Exercise goal
Duplicate the passage of the reward-value thread that opens with the words containing "When selecting reward" and closes with "quite efficient selection.".

Selection
When selecting reward value in DQN, Actor-Critic or A3C, is there any common rules to select reward value??
As I heard briefly, (-1 ~ +1) reward is quite efficient selection.
Can you tell me any suggestion and the reason ??
Ideally, you want to normalize your rewards (i.e., 0 mean and unit variance). In your example, the reward is between -1 to 1, which satisfies this condition. I believe the reason was because it speeds up gradient descent when updating your parameters for your neural network and also it allows your RL agent to distinguish good and bad actions more effectively.
An example: Imagine we are trying to build an agent to cross the street, and if it crosses the street, it gains a reward of 1. If it gets hit by a car, it gets a reward of -1, and each step yields a reward of 0. Percentage-wise, the reward for success is massively above the reward for failure (getting hit by a car).
However, if we give the agent a reward of 1,000,000,001 for successfully crossing the road, and giving it a reward of 999,999,999 for getting hit by a car (this scenario and the above are identical when normalized), the success is no longer as pronounced as previously. Also, if you discount such high rewards, it will make the distinction of the two scenarios even harder to identify.

Given records

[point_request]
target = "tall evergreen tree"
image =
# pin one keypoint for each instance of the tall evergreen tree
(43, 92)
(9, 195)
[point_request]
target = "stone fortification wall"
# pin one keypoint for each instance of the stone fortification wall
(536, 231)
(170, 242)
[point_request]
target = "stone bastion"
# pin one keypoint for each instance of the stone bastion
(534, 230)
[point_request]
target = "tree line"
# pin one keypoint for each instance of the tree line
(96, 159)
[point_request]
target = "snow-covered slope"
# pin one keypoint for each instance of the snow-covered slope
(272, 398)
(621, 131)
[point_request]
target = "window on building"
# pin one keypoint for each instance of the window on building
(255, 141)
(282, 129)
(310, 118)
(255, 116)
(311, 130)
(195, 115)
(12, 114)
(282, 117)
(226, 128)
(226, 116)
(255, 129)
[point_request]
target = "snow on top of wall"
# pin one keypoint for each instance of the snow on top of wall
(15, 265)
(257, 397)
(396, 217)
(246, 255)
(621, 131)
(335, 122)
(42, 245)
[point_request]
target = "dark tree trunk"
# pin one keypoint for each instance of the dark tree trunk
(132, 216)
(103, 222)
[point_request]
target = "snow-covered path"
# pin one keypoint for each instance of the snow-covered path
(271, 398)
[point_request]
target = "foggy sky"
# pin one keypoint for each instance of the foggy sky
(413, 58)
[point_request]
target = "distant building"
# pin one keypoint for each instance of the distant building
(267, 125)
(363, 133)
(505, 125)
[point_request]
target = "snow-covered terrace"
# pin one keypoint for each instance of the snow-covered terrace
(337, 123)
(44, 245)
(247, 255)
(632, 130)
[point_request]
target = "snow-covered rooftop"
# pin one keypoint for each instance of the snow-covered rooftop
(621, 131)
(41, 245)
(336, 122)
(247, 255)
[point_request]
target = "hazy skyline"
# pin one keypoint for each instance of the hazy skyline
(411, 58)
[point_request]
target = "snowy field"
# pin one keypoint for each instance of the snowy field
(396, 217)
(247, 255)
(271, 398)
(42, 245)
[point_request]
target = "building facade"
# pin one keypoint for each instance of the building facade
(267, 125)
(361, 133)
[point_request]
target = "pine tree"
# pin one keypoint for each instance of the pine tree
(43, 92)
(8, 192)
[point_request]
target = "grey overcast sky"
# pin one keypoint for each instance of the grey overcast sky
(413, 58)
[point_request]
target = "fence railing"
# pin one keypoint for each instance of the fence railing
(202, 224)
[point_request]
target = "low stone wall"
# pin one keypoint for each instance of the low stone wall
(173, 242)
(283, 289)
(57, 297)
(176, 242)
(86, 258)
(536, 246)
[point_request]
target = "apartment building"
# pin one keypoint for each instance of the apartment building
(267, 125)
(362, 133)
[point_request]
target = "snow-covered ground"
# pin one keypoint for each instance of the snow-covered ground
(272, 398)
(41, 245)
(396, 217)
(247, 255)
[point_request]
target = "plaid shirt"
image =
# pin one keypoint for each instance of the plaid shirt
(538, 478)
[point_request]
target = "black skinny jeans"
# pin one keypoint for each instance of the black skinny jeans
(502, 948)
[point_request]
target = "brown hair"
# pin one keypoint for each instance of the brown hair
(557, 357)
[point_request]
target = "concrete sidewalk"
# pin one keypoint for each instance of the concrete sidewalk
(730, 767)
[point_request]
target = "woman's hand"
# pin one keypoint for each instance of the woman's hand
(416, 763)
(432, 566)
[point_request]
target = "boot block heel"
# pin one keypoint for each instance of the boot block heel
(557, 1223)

Output for this task
When selecting reward value in DQN, Actor-Critic or A3C, is there any common rules to select reward value??
As I heard briefly, (-1 ~ +1) reward is quite efficient selection.